* Task instructions
Rewrite the records below with "instance" replaced by "occurrence" and everything else kept the same. Omit the pictures from your answer.

##### Data provided

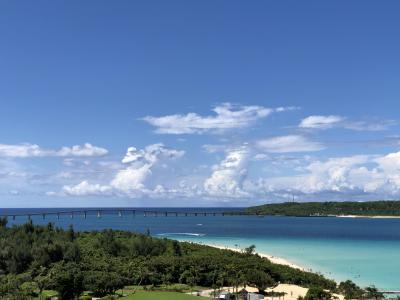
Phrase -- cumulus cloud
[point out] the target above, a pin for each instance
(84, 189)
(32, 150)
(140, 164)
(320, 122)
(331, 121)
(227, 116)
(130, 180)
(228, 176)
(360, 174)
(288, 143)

##########

* The reply
Phrase -- cumulus cloud
[point out] the target above, a pin for each occurrence
(84, 189)
(32, 150)
(140, 164)
(320, 122)
(331, 121)
(227, 116)
(130, 180)
(228, 176)
(360, 174)
(288, 143)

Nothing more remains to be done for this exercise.